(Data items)
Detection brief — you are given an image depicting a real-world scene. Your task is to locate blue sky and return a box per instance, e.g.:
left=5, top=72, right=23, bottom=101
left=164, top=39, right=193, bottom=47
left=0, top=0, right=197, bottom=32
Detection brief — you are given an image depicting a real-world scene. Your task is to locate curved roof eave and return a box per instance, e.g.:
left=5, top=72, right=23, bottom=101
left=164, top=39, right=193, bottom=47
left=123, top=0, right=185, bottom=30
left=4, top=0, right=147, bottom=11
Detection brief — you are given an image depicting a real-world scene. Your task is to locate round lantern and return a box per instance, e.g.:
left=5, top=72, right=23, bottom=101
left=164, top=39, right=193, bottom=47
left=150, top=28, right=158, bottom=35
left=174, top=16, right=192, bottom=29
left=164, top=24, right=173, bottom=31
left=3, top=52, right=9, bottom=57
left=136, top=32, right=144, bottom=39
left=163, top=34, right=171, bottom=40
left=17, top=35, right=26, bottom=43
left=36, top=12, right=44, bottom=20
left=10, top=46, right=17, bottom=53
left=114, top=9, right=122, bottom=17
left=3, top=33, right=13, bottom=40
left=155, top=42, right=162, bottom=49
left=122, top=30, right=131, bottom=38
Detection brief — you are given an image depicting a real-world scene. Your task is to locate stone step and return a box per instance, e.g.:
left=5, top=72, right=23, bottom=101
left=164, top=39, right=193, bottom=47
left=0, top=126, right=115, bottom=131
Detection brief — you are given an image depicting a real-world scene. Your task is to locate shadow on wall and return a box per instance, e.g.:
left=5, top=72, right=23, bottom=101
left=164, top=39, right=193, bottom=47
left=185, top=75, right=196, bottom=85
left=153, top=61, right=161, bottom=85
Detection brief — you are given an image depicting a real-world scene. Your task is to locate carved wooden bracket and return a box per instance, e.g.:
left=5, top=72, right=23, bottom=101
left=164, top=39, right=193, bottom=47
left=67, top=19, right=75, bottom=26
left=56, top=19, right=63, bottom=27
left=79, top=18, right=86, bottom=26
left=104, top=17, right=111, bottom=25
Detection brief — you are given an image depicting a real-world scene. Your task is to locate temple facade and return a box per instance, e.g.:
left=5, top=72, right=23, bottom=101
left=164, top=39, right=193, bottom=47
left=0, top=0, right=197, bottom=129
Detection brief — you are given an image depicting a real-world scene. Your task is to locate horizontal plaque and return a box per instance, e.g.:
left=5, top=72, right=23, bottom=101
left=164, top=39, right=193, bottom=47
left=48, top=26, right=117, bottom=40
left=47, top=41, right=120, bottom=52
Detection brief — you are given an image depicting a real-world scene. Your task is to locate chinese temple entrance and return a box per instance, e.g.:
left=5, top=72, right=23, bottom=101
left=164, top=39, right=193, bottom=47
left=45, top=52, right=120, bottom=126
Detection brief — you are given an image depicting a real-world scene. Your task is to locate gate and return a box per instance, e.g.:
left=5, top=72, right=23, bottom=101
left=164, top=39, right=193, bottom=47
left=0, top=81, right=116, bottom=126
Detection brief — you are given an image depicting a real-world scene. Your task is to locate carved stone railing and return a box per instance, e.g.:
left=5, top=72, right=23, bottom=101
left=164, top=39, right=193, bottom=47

● **GIVEN EXERCISE**
Output each line of the material above as a numbered list, skipping any blank lines.

● **REPLY TO THE TASK**
1. Detection brief — you are given an image depicting a real-world scene. Your task is to locate blue sky and return a box per instance, e.g.:
2. left=5, top=72, right=23, bottom=101
3. left=164, top=39, right=193, bottom=47
4. left=0, top=0, right=197, bottom=32
5. Detection brief — you are given an image depicting a real-world scene. Your task is to locate curved roof eave and return a box per instance, e.g.:
6. left=5, top=72, right=23, bottom=101
7. left=164, top=39, right=193, bottom=47
8. left=123, top=0, right=185, bottom=30
9. left=4, top=0, right=147, bottom=11
10. Detection brief — you are given an image depicting a real-world scene. Your task is to locate round lantern and return a box per instance, e.g.:
11. left=5, top=72, right=23, bottom=101
12. left=164, top=39, right=193, bottom=47
13. left=150, top=28, right=158, bottom=35
14. left=174, top=16, right=192, bottom=29
15. left=164, top=24, right=173, bottom=31
16. left=3, top=52, right=9, bottom=57
17. left=136, top=32, right=144, bottom=39
18. left=163, top=34, right=171, bottom=40
19. left=17, top=35, right=26, bottom=43
20. left=36, top=12, right=44, bottom=20
21. left=10, top=46, right=17, bottom=53
22. left=114, top=9, right=122, bottom=17
23. left=3, top=33, right=13, bottom=40
24. left=155, top=42, right=162, bottom=49
25. left=122, top=30, right=131, bottom=38
26. Detection brief — you are given an image depicting a real-world scene. Your task is to locate stone step and return a box per instance, e.g.:
27. left=5, top=72, right=23, bottom=101
28. left=164, top=39, right=193, bottom=47
29. left=0, top=126, right=115, bottom=131
30. Detection brief — you are given an image depicting a real-world scene. Your task is to locate shadow on wall and return a box per instance, e.g.:
31. left=5, top=72, right=23, bottom=101
32. left=164, top=39, right=193, bottom=47
33. left=185, top=75, right=196, bottom=85
34. left=153, top=61, right=161, bottom=85
35. Detection brief — you are given an image depicting a real-world scene. Your task is to locate carved wooden bracket and return a box per instance, e.g.:
36. left=5, top=72, right=23, bottom=101
37. left=164, top=39, right=193, bottom=47
38. left=67, top=19, right=75, bottom=26
39. left=56, top=19, right=63, bottom=27
40. left=79, top=18, right=86, bottom=26
41. left=104, top=17, right=111, bottom=25
42. Detection brief — you are given an image depicting a real-world scene. Your task is to locate temple facade and return a box per instance, e.g.:
43. left=5, top=72, right=23, bottom=101
44. left=164, top=39, right=193, bottom=47
45. left=0, top=0, right=197, bottom=129
46. Detection brief — you are given an image depicting a real-world scene. Your task is to locate horizontal plaque and return a box per instance, e.g.:
47. left=5, top=72, right=23, bottom=101
48. left=164, top=39, right=193, bottom=47
49. left=48, top=26, right=117, bottom=40
50. left=47, top=41, right=120, bottom=52
51. Detection brief — you are given an image depicting a real-world scene. Your task is to locate chinese temple entrance and return a box per instance, e.g.:
52. left=5, top=72, right=23, bottom=101
53. left=164, top=39, right=193, bottom=47
54. left=45, top=52, right=120, bottom=126
55. Detection brief — you are given an image depicting a real-world scene. Your task is to locate gate and return a box per instance, e.g.:
56. left=5, top=72, right=23, bottom=101
57. left=164, top=39, right=193, bottom=47
58. left=0, top=81, right=116, bottom=126
59. Detection brief — you are given an image depicting a real-world scene. Your task is to locate carved stone railing and return a box per instance, e.g.:
60. left=5, top=72, right=23, bottom=101
61. left=164, top=39, right=193, bottom=47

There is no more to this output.